Copy the records word for word, omitting all pictures.

→ **Natural-language object grounding data**:

────────────────────

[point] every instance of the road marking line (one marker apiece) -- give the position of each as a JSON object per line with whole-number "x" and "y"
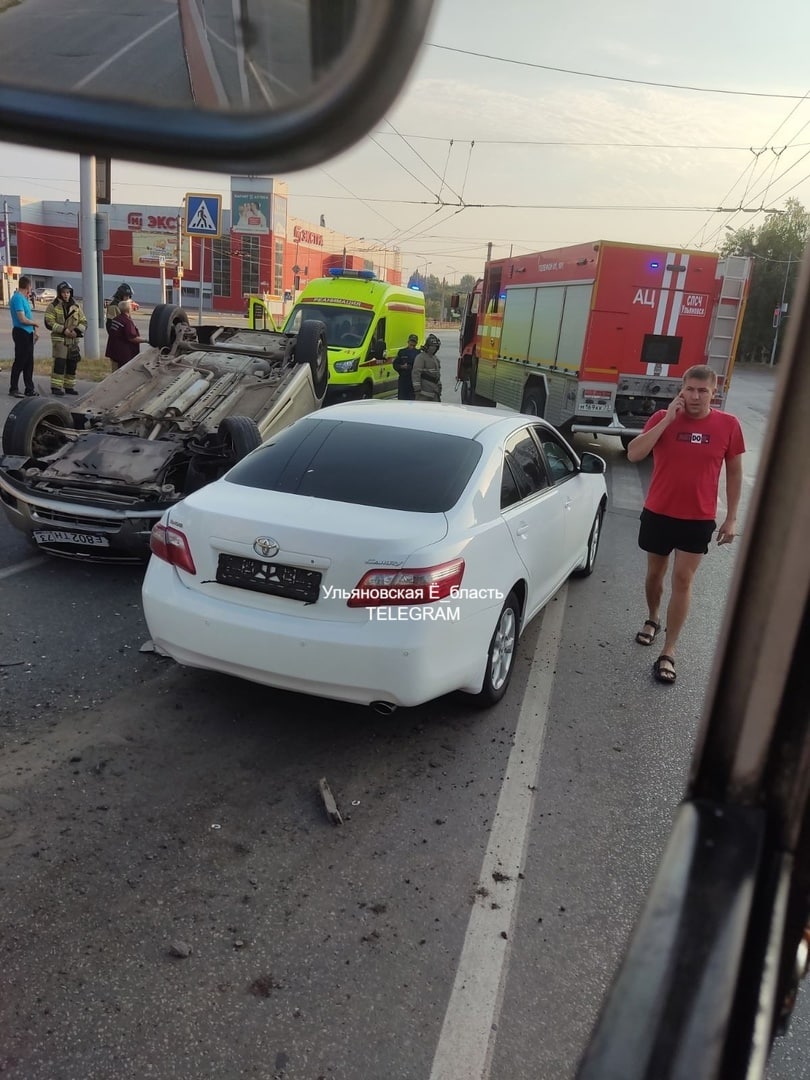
{"x": 18, "y": 567}
{"x": 116, "y": 56}
{"x": 625, "y": 487}
{"x": 467, "y": 1040}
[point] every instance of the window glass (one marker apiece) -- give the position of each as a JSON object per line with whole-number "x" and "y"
{"x": 561, "y": 463}
{"x": 510, "y": 491}
{"x": 366, "y": 463}
{"x": 527, "y": 463}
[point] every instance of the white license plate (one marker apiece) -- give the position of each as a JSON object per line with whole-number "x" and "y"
{"x": 90, "y": 539}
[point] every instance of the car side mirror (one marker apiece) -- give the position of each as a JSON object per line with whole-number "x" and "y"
{"x": 280, "y": 89}
{"x": 592, "y": 463}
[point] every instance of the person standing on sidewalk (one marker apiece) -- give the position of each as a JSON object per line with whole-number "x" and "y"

────────────────────

→ **Problem solution**:
[point] every instance of the road marking line (one marker apiece) -- give the position of each as a JSON object per line with whole-number "x" and "y"
{"x": 18, "y": 567}
{"x": 116, "y": 56}
{"x": 625, "y": 487}
{"x": 467, "y": 1040}
[point] every instance of the window glass (one marker apiece) -- give the position of each as a JSON object per line with whole-number "x" and "y"
{"x": 561, "y": 463}
{"x": 510, "y": 491}
{"x": 366, "y": 463}
{"x": 527, "y": 463}
[point] every instance of the white license plate (one marker apiece) -- give the position of each as a JSON object per line with whole-number "x" and "y"
{"x": 90, "y": 539}
[point] every instance of the car side mirror (one marker apiece) -- give the position of each as a JSON object per line with whole-number "x" and "y"
{"x": 280, "y": 89}
{"x": 592, "y": 463}
[point] every instance of the person standing on sidewalk (one marker apiece) -- give the position of each as a JSON object per line with whole-number "x" and "y"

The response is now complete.